- SET TASK: How many lines in the records below contain the string "apple"? Reply with the count alone.

- Records from a data source:
((

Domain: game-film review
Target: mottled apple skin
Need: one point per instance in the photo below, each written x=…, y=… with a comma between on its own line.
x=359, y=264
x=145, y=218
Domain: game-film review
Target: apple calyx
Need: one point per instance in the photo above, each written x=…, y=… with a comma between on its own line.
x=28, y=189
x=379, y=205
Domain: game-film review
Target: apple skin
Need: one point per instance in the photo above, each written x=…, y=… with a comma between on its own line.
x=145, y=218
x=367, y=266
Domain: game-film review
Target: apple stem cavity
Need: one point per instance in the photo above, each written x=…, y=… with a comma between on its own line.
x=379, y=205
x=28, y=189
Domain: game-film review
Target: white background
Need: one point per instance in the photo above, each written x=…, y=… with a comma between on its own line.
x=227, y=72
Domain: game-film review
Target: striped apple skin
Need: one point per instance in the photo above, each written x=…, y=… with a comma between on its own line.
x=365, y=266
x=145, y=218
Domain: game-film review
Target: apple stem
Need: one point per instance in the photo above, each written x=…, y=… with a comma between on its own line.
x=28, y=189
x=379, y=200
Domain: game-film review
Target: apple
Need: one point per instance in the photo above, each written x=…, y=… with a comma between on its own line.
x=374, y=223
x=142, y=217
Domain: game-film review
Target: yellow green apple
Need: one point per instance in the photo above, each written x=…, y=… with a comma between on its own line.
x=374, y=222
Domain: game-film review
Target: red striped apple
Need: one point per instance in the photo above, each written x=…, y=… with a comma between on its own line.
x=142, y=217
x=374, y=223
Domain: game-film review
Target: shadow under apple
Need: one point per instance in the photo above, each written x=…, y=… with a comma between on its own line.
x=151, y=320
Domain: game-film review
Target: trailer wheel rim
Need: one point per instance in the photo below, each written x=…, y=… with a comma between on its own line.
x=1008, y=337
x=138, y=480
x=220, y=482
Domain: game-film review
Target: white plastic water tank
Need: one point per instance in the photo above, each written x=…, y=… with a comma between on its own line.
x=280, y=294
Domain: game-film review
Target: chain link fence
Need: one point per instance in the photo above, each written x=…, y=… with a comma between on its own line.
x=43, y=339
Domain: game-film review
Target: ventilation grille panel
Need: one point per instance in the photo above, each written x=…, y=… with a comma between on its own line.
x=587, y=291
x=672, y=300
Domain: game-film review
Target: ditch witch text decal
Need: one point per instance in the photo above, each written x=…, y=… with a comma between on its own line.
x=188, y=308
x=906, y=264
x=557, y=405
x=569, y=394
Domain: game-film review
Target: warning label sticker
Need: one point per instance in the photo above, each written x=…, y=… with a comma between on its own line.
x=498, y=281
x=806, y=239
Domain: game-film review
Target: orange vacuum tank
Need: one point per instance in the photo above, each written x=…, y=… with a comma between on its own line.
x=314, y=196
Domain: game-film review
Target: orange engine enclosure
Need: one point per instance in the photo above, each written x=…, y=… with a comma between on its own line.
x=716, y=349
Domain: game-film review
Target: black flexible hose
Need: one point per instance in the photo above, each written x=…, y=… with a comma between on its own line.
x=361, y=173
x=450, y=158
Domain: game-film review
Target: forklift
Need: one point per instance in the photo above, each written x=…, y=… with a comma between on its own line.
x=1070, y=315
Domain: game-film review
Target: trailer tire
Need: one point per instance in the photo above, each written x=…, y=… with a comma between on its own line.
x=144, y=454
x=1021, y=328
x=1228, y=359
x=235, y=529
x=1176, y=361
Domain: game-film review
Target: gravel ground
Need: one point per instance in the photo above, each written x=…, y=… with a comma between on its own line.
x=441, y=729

))

- COMPLETE RESPONSE: 10